### READING TEXT
-----

APPENDIX.
Note I.--_Imitations of Virgil in Propertius, Ovid, and Manilius._
The prestige of Virgil made him a subject for imitation even during his
lifetime. Just as Carlyle, Tennyson, and other vigorous writers soon
create a school, so Virgil stamped the poetical dialect for centuries. But
he offered two elements for imitation, the declamatory or rhetorical,
which is most prominent in his speeches, and in the second and sixth
books; and detached passages showing descriptive imagery, touches of
pathos, similes, &c. These last might he imitated without at all unduly
influencing the individuality of the imitator's style. In this way Ovid is
a great imitator of Virgil; so to a less extent are Propertius, Manilius,
and Lucan. Statius and Silius base their whole poetical art on him, and
therefore particular instances of imitation throw no additional light on
their style. We shall here notice a few of the points in which the
Augustan poets copied him:--
(1) _In Facts._--Beside the great number of early historical points on
which he was followed implicitly, we find even his errors imitated, _e.g._
the confusion which perhaps in Virgil is only apparent between Pharsalia
and Philippi, has, as Merivale remarks, been adopted by Propertius (iv.

-----

### RECORDS TO USE
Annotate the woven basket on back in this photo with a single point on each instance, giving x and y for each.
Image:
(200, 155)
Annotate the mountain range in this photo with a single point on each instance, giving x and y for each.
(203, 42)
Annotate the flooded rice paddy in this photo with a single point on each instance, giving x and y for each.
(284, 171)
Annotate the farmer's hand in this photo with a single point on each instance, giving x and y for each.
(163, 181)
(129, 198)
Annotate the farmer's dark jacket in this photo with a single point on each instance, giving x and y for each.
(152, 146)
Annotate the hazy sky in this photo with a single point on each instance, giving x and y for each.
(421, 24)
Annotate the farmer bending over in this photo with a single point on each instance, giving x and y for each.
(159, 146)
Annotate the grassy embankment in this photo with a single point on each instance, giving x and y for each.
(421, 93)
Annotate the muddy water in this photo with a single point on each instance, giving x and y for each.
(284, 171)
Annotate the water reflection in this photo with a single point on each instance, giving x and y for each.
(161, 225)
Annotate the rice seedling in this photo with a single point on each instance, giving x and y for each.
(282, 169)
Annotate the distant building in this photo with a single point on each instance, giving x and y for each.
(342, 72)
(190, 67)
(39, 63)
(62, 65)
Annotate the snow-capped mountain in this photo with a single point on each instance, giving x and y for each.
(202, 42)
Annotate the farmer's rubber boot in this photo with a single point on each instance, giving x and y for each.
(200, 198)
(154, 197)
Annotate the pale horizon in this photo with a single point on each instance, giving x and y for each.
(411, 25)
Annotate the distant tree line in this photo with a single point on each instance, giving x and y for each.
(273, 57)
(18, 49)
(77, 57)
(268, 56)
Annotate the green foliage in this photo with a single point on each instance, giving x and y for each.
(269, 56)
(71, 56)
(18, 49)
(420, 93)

-----

### PROBLEM A
In the Virgil note, which two poets base their whole poetical art on Virgil?
### PROBLEM B
Report how many lines of the records contain the string "mountain", matching case exactly. Give only the number.
The records have no connection to the Virgil note.

### WORKED ANSWER A
Statius and Silius.

### WORKED ANSWER B
2